#### Excerpted text ####
Review of Geddy Lee’s “My Effin’ Life”

I’ve been a Rush fan since Moving Pictures in the early 80s. Bought it when I was 12. Best album of my youth.Geddy Lee Autobiography

I didn’t make it to one of their shows until my late 20s. My wife bought me a ticket. Witnessing that show axis-shifted my notion of musical performance. Even though I had a bunch of their albums, I didn’t really ‘get it’ until I saw them pull it off live.

One thing I don’t hear very many people come out and say is: I believe Rush inspires *some* of their fans – especially me – to say to themselves:

“I can’t play drums like that. I can’t play bass like that. I can’t play guitar like that. BUT…

“I CAN design a circuit like that.

OR

I can write a book or scientific paper like that.

OR

I can analyze a genome sequence like that.

OR

I can create a piece of fiction like that.

OR

I can create a new technique for open heart surgery like that….

AND

I can do so with integrity, even in a commercial world that is laden with compromises.”

SO…. Fill in the blank with any challenging stir fry of technical + artistic competence, and Rush is a metaphor for wielding a level of excellence 10X beyond even the “icons of your industry.” KISS might be considered a great rock band, but their technical chops and place in history are nowhere near Rush.

That is, I believe, the real place that Rush occupies in the broader landscape. It’s not about certain songs like Spirit of Radio or Tom Sawyer. It’s about wielding virtuosity in a world that mostly doesn’t appreciate it.
#### Dataset ####
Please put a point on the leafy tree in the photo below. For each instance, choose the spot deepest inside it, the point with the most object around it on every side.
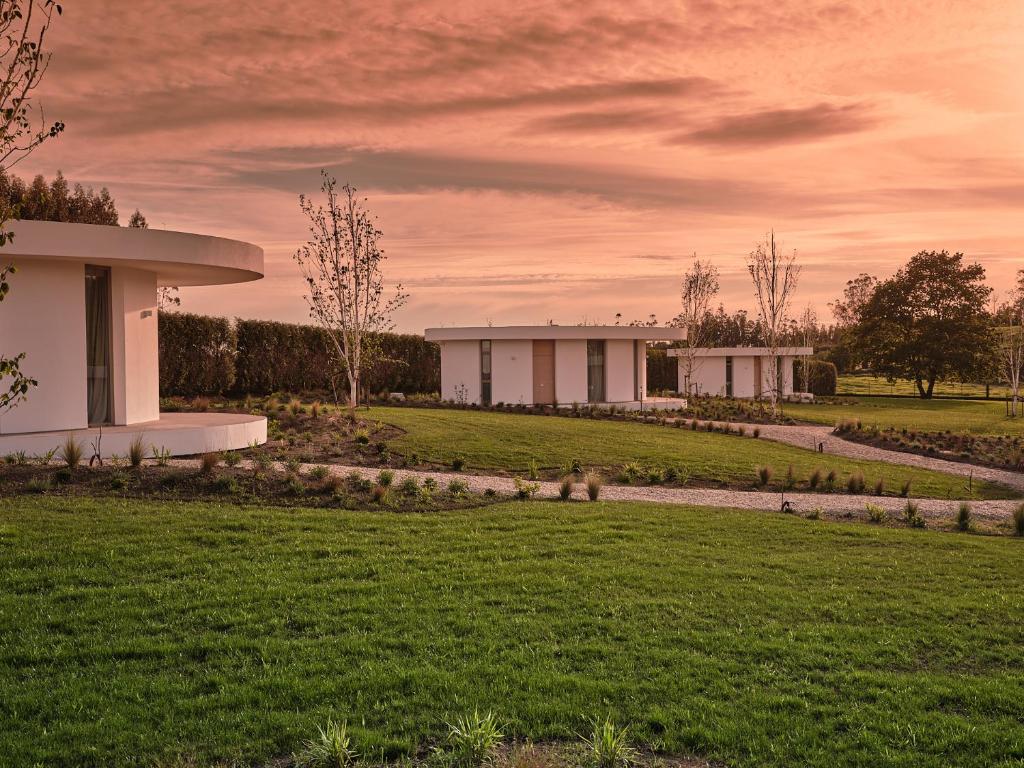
(341, 263)
(24, 59)
(928, 322)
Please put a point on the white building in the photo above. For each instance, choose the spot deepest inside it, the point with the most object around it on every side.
(736, 372)
(83, 308)
(549, 365)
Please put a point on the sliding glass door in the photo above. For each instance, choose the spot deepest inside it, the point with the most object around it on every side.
(97, 345)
####
● Assigned task 1
Echo the review word for word, between "I can analyze" and "surgery like that….", inclusive.
● Assigned task 2
Decide whether each statement agrees with the review, and answer yes or no while quoting the words from the review that settle it: (a) The writer first saw Rush perform live in their early 20s. (b) The writer's wife bought the ticket to the show. (c) The writer bought Moving Pictures at age 12.
None of the rows are needed here.

● Solution 1
I can analyze a genome sequence like that.

OR

I can create a piece of fiction like that.

OR

I can create a new technique for open heart surgery like that….

● Solution 2
(a) No: "I didn’t make it to one of their shows until my late 20s."
(b) Yes: "My wife bought me a ticket."
(c) Yes: "Bought it when I was 12."